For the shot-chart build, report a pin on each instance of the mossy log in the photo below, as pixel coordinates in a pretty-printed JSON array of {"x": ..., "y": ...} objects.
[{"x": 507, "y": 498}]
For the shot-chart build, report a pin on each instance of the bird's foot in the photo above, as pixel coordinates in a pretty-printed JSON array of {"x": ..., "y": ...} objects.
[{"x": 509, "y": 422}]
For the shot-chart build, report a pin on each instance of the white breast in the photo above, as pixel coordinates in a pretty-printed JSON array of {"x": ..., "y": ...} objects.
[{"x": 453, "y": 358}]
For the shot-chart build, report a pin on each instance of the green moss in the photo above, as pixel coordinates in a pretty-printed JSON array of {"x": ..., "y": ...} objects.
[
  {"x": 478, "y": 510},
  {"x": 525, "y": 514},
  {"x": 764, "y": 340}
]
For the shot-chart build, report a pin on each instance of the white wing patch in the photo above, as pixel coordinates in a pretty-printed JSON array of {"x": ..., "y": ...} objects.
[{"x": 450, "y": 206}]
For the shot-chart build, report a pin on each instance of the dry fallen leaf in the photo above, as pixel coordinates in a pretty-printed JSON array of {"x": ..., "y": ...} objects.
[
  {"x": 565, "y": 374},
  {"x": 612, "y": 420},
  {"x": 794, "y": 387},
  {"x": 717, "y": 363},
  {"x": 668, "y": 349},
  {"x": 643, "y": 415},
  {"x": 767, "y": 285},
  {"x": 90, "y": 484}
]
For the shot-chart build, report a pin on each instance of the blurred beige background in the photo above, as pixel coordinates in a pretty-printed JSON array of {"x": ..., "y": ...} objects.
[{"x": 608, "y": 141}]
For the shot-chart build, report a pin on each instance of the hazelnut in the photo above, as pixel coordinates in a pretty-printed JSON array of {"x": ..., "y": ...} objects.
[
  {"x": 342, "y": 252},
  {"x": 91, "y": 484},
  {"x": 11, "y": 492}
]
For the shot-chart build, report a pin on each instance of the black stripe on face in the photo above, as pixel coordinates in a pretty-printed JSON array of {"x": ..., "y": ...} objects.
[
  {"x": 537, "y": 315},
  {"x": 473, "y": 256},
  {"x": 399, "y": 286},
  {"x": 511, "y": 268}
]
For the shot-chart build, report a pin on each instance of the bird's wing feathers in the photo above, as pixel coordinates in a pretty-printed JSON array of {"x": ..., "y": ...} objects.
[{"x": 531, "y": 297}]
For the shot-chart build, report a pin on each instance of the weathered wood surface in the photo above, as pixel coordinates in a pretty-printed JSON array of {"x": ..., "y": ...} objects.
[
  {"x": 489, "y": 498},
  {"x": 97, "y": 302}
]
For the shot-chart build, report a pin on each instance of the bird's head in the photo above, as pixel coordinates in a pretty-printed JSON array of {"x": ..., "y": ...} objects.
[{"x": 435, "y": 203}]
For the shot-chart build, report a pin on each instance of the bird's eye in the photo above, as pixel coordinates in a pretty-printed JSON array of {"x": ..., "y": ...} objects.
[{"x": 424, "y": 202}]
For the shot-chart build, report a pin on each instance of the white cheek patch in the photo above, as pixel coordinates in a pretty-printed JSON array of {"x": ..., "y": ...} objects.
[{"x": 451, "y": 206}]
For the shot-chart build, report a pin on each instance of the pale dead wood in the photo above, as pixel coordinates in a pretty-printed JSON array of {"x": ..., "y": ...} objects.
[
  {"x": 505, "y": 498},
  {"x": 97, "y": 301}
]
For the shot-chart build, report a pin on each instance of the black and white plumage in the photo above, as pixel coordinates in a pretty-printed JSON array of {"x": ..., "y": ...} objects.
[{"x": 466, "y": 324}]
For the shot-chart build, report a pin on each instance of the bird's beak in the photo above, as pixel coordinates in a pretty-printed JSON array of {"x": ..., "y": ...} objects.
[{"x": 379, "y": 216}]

###

*What is required*
All of the records should be repeated precisely as written.

*Answer section*
For the shot-chart build, report a pin on each instance of the mossy log in the photo below, as pixel coordinates in a pretty-printed JSON array of {"x": ..., "y": ...} objects.
[{"x": 507, "y": 498}]
For the shot-chart build, report a pin on each instance of the bird's foot in the photo above, as pixel coordinates in a pretty-printed JSON array of {"x": ..., "y": ...} objects.
[{"x": 509, "y": 422}]
For the shot-chart build, report a pin on each instance of the white breast in the photo above, as pixel coordinates in a pretty-printed JSON array of {"x": ..., "y": ...} objects.
[{"x": 453, "y": 358}]
For the shot-chart build, report a pin on each instance of the green moss in the photo above, as pixel coordinates in a pretty-printed JSON array of {"x": ..., "y": ...} objects.
[
  {"x": 478, "y": 510},
  {"x": 525, "y": 514},
  {"x": 764, "y": 340}
]
For the shot-chart build, report a pin on each instance of the white wing patch in the photo above, as pixel coordinates in a pretty-printed JSON array of {"x": ..., "y": ...} objects.
[{"x": 450, "y": 206}]
For the shot-chart build, report a pin on each instance of the dry fallen leaf in the photo above, as pixel coordinates in a pretty-printed JSON array of {"x": ..., "y": ...} objects.
[
  {"x": 565, "y": 374},
  {"x": 612, "y": 420},
  {"x": 794, "y": 387},
  {"x": 717, "y": 363},
  {"x": 668, "y": 349},
  {"x": 643, "y": 415},
  {"x": 767, "y": 285},
  {"x": 90, "y": 484}
]
For the shot-chart build, report a pin on each instance of the blurred beige background in the photo above, as pixel coordinates in a pretty-printed JSON array of {"x": ..., "y": ...} objects.
[{"x": 608, "y": 141}]
For the shot-chart build, report a pin on each instance of the hazelnut in the photo above, as pixel coordinates in a pretty-printed JSON array of {"x": ..., "y": ...} objects.
[
  {"x": 342, "y": 252},
  {"x": 91, "y": 484},
  {"x": 11, "y": 492}
]
For the shot-chart build, report a pin on each instance of the black stripe on face in the photo above, as pixel coordinates in a pretty-printed JSON array of {"x": ..., "y": ...} objects.
[
  {"x": 537, "y": 315},
  {"x": 473, "y": 256},
  {"x": 399, "y": 286},
  {"x": 511, "y": 268}
]
For the shot-chart build, report a pin on each instance of the bird's wing feathers in the photo above, as pixel coordinates in a pretty-printed JSON array of {"x": ..., "y": ...} objects.
[{"x": 531, "y": 297}]
For the shot-chart build, report a pin on each instance of the weathered wood surface in the photo above, as pixel coordinates in a pretty-printed JSON array of {"x": ..., "y": ...} objects.
[
  {"x": 489, "y": 498},
  {"x": 97, "y": 302}
]
For the shot-chart build, report a pin on each instance of the bird's head in the photo above, as pixel coordinates in a pretty-printed JSON array of {"x": ..., "y": ...} objects.
[{"x": 435, "y": 203}]
For the shot-chart build, report a pin on each instance of the bird's eye in the photo above, as pixel coordinates in a pretty-printed JSON array of {"x": ..., "y": ...} objects.
[{"x": 424, "y": 202}]
For the shot-chart build, report a pin on each instance of the white cheek patch in the photo above, as pixel coordinates in a pretty-printed JSON array of {"x": ..., "y": ...} objects.
[{"x": 451, "y": 206}]
For the shot-chart build, report a pin on each instance of the pale dead wood in the photo above, as pixel coordinates in a pretty-printed JSON array of {"x": ..., "y": ...} objects.
[
  {"x": 505, "y": 498},
  {"x": 97, "y": 301}
]
For the shot-chart build, report a pin on each instance of the black and white plumage in the photo above, as pixel coordinates in a pretty-printed JSON array of {"x": ..., "y": ...} objects.
[{"x": 466, "y": 324}]
For the shot-chart build, report a pin on each instance of the bird's beak in the photo above, as pixel coordinates in a pretty-printed JSON array of {"x": ..., "y": ...} objects.
[{"x": 379, "y": 216}]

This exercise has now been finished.